Consignes
Filtrez le listing ci-dessous et recopiez chaque ligne où figure le mot « every ».

++++ Données fournies ++++

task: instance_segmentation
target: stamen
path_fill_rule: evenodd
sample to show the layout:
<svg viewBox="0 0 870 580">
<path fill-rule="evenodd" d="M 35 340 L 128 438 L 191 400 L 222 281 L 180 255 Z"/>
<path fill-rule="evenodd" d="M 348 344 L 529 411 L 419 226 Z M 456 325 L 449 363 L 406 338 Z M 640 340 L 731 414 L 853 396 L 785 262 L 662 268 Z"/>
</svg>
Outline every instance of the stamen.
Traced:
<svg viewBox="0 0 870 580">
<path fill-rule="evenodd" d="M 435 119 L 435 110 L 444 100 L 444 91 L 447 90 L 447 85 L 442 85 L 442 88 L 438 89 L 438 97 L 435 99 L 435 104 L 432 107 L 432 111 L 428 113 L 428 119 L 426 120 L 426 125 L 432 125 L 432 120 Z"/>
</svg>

++++
++++ Données fournies ++++

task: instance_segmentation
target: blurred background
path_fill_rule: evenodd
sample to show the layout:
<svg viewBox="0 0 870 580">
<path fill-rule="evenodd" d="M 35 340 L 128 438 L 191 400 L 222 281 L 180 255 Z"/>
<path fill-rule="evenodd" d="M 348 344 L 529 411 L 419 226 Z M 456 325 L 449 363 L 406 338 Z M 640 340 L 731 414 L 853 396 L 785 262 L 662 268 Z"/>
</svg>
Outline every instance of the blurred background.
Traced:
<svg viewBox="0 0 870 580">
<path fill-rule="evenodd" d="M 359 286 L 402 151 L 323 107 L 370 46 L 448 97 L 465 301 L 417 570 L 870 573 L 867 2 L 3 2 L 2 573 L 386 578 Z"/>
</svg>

++++

Réponse complète
Outline every instance of the stamen.
Outline every instance of the blurred background.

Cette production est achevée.